[START OF Record list]

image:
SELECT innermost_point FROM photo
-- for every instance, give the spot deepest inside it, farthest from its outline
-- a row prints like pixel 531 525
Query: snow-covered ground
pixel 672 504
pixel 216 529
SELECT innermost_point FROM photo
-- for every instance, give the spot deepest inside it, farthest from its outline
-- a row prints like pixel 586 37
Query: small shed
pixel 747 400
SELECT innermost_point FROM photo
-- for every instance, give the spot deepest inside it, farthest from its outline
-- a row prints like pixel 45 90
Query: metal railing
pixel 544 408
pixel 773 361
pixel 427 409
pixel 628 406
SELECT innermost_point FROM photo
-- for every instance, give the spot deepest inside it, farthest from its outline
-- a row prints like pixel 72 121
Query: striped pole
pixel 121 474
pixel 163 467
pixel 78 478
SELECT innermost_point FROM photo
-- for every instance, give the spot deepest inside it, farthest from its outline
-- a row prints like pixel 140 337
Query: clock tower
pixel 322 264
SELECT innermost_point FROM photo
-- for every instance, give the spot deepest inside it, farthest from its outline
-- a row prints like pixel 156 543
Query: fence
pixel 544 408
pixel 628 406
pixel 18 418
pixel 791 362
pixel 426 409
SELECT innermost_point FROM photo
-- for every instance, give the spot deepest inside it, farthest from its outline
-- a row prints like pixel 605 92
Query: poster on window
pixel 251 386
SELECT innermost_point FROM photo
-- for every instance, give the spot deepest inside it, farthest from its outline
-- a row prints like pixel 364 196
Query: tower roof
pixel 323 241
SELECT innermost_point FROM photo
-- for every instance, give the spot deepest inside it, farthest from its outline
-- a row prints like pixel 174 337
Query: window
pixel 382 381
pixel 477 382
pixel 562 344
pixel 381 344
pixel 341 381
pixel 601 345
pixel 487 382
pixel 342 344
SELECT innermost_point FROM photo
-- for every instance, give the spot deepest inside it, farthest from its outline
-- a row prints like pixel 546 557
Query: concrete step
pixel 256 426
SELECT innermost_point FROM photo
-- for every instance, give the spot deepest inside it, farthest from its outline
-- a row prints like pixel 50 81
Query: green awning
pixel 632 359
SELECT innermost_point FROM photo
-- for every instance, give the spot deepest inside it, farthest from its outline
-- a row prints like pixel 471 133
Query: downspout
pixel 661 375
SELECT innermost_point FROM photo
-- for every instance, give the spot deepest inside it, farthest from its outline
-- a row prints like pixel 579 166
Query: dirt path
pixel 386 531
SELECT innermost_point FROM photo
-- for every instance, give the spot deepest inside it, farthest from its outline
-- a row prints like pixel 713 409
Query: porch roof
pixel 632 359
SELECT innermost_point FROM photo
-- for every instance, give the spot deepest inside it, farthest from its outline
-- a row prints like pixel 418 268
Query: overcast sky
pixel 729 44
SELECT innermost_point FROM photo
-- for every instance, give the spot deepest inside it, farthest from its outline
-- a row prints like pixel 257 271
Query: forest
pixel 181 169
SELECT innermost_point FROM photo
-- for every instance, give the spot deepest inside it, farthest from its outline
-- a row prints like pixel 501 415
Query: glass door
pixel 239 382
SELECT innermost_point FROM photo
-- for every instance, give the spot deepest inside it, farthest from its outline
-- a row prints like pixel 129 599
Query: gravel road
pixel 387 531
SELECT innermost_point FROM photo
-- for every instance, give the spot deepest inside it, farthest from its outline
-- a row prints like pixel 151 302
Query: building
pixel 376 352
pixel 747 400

[END OF Record list]

Task directions
Pull out each line of the entries above that contains the word "window", and copy those lines.

The result
Query: poster on window
Query: window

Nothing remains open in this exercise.